Copy every line of the following data verbatim, omitting the pictures.

* begin Records to process *

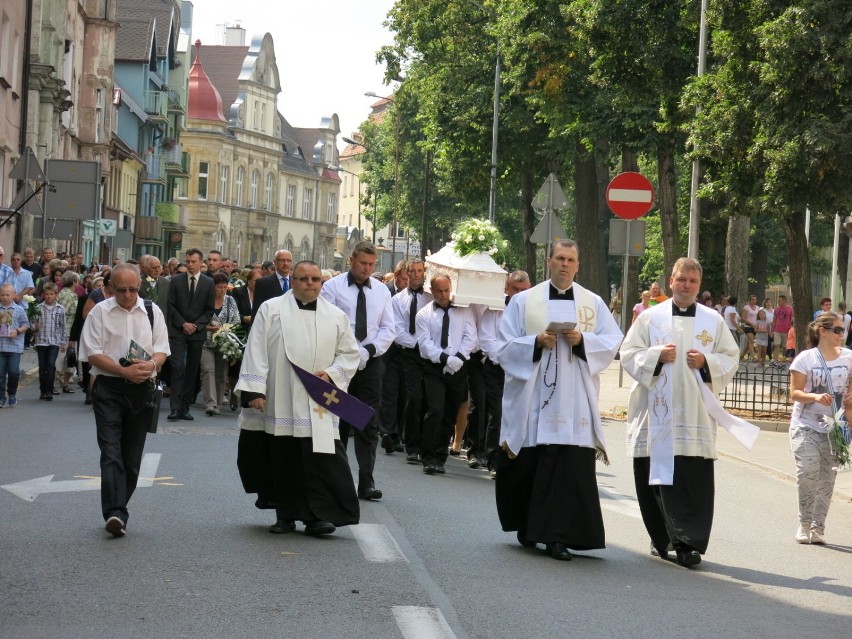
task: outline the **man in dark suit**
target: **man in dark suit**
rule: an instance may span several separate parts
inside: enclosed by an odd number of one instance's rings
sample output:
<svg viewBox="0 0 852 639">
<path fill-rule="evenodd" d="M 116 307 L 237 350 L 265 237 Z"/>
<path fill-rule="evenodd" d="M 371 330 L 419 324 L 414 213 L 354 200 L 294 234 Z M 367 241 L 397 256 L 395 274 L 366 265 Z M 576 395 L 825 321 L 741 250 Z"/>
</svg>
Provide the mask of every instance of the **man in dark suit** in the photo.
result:
<svg viewBox="0 0 852 639">
<path fill-rule="evenodd" d="M 189 405 L 196 394 L 201 347 L 216 294 L 212 278 L 201 273 L 203 257 L 200 250 L 189 249 L 186 252 L 187 272 L 175 275 L 169 283 L 167 316 L 172 363 L 169 421 L 193 419 Z"/>
<path fill-rule="evenodd" d="M 261 277 L 254 287 L 254 301 L 251 305 L 251 318 L 257 315 L 257 309 L 266 300 L 283 295 L 290 290 L 290 269 L 293 267 L 293 254 L 287 249 L 275 253 L 275 272 Z"/>
</svg>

* end Records to process *

• Task output
task: outline the **man in dark suit**
target: **man in dark suit**
rule: an instance may span several separate parts
inside: enclosed by an odd number of one instance's rings
sample output:
<svg viewBox="0 0 852 639">
<path fill-rule="evenodd" d="M 116 307 L 237 350 L 265 237 Z"/>
<path fill-rule="evenodd" d="M 371 330 L 419 324 L 414 213 L 354 200 L 294 234 Z M 367 241 L 397 256 L 395 274 L 366 265 Z M 576 395 L 825 321 L 741 250 Z"/>
</svg>
Provide the mask of every instance of the **man in dark suit** in the photo.
result:
<svg viewBox="0 0 852 639">
<path fill-rule="evenodd" d="M 189 405 L 196 394 L 201 347 L 216 294 L 212 278 L 201 273 L 203 257 L 200 250 L 189 249 L 186 252 L 187 272 L 175 275 L 169 283 L 167 316 L 172 363 L 169 421 L 193 419 Z"/>
<path fill-rule="evenodd" d="M 261 277 L 254 287 L 254 301 L 251 305 L 251 318 L 257 315 L 257 309 L 266 300 L 283 295 L 290 290 L 290 269 L 293 267 L 293 254 L 287 249 L 275 253 L 275 272 Z"/>
</svg>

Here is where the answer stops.